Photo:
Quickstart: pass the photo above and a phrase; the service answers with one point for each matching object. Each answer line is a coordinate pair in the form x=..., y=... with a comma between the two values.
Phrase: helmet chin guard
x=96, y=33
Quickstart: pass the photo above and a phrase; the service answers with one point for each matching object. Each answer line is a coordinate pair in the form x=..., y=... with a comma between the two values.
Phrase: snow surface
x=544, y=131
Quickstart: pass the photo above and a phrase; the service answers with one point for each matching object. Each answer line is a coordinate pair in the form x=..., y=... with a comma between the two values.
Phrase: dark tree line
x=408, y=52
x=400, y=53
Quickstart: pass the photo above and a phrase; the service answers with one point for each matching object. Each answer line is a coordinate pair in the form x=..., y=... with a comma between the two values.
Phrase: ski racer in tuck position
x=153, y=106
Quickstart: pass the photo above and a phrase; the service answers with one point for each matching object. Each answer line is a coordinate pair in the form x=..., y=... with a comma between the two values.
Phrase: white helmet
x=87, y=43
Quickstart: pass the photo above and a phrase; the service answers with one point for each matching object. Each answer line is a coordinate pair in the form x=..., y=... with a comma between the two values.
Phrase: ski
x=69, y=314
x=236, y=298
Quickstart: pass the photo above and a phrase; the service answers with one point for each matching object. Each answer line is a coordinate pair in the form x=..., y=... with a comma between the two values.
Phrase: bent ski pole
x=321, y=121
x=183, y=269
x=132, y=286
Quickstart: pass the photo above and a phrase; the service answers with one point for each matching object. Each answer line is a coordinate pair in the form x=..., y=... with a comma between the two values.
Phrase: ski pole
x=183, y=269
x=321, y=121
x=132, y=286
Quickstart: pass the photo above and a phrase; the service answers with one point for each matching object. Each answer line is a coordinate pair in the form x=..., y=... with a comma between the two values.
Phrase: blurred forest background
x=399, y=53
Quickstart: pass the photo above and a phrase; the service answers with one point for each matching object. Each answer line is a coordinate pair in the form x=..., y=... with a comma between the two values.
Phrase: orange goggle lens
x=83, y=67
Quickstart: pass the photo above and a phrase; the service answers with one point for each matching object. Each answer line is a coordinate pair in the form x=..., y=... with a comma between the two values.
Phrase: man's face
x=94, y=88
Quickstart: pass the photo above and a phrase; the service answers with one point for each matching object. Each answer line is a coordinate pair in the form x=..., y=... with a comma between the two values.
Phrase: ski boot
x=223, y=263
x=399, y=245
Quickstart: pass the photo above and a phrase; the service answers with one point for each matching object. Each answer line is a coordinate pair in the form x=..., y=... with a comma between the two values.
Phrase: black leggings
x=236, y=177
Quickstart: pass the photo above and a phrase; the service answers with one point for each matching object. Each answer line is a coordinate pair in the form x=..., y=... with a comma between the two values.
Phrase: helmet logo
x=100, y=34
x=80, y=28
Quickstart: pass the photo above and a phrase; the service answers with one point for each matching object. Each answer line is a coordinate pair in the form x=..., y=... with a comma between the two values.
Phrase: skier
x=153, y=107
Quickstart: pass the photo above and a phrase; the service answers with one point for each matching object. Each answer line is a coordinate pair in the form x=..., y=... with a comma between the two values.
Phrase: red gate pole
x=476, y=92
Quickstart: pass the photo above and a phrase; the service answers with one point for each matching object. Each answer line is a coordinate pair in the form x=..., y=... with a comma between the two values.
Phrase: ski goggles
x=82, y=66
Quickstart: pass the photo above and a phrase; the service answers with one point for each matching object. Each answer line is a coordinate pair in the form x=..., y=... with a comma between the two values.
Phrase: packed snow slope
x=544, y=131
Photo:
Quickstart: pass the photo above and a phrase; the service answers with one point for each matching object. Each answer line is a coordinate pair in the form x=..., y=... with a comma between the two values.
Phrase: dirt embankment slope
=-=-=-=-=
Your goal:
Print out all the entries above exactly.

Exercise output:
Photo:
Quickstart: pass the photo above and a phrase; the service answers with one point for each matching object. Each answer line is a coordinate pair in the form x=..., y=... with a comma between the two values.
Phrase: helmet chin guard
x=96, y=33
Quickstart: pass the photo above and a phrase; the service answers with one point for each matching object. Each answer line is a coordinate pair in the form x=..., y=... with a comma between the two values.
Phrase: snow surface
x=544, y=131
Quickstart: pass the photo above and a phrase; the service answers with one point for each matching object. Each answer line is a coordinate pair in the form x=..., y=... with a comma between the two values.
Phrase: dark tree line
x=408, y=52
x=400, y=53
Quickstart: pass the photo above and a phrase; the service answers with one point for each matching object. Each answer line is a coordinate pair in the form x=..., y=... with a comma between the two values.
Phrase: ski racer in tuck position
x=153, y=106
Quickstart: pass the photo above and a phrase; the service answers with one point for each matching object. Each answer line is a coordinate pair in the form x=..., y=... with a comma between the two values.
Phrase: white helmet
x=87, y=43
Quickstart: pass the photo above and a phrase; the service answers with one point for each matching object. Each answer line is a coordinate pair in the form x=..., y=... with a comma between the two values.
Phrase: ski
x=69, y=314
x=236, y=298
Quickstart: pass the photo above and a phrase; the service answers with one point for each matching object. Each answer line is a coordinate pair in the form x=..., y=... with a comma between the two values.
Phrase: bent ski pole
x=321, y=121
x=183, y=269
x=132, y=286
Quickstart: pass the photo above and a phrase; the service answers with one point for each matching object. Each answer line is a coordinate pair in the form x=..., y=... with a comma between the two values.
Phrase: ski pole
x=183, y=269
x=321, y=121
x=132, y=286
Quickstart: pass the photo above and a phrase; the service answers with one point for each matching object. Each answer line is a coordinate pair in the form x=..., y=... with a comma between the two values.
Phrase: blurred forest background
x=399, y=53
Quickstart: pass the photo above and a phrase; the service answers with one point for each matching object. Each answer line is a coordinate pair in the form x=..., y=... with a comma between the two values.
Phrase: orange goggle lens
x=83, y=67
Quickstart: pass the photo above and a phrase; the service answers with one point for each matching object. Each answer line is a coordinate pair in the form x=..., y=... with a comma between the two values.
Phrase: man's face
x=94, y=88
Quickstart: pass the photo above and a phrase; the service answers with one point for each matching object. Each answer line is a coordinate pair in the form x=..., y=... with a comma between the two values.
Phrase: ski boot
x=223, y=263
x=399, y=245
Quickstart: pass the photo above and a phrase; the service answers with one point for each matching object. Each answer line is a coordinate pair in the form x=..., y=... with a comma between the two values.
Phrase: black leggings
x=236, y=177
Quickstart: pass the photo above and a phrase; the service answers with one point for each matching object. Each answer line is a coordinate pair in the form x=..., y=... with a comma between the two values.
Phrase: helmet logo
x=100, y=34
x=80, y=28
Quickstart: pass the photo above and a phrase; the service answers with one point for each matching object. Each answer line is a coordinate pair in the form x=..., y=... with a comma between the two values.
Phrase: skier
x=153, y=107
Quickstart: pass the photo above and a phrase; the service answers with one point for each matching object. Each answer line is a coordinate pair in the form x=..., y=... with a comma between the two values.
Phrase: red gate pole
x=476, y=92
Quickstart: pass the photo above and a phrase; the service answers with one point for each matching object. Each answer line is a coordinate pair in the form x=..., y=... with a comma between the two values.
Phrase: ski goggles
x=82, y=66
Quickstart: pass the photo above and a phrase; the service answers with one point for each matching object. Each answer line is a coordinate pair in the form x=..., y=... with a comma between the two values.
Phrase: packed snow slope
x=544, y=131
Photo:
Quickstart: pass the photo above and a phrase; the service answers with one point for each matching object. Each answer line is a coordinate pair in the form x=..., y=... with a comma between the two values.
Phrase: dirt embankment slope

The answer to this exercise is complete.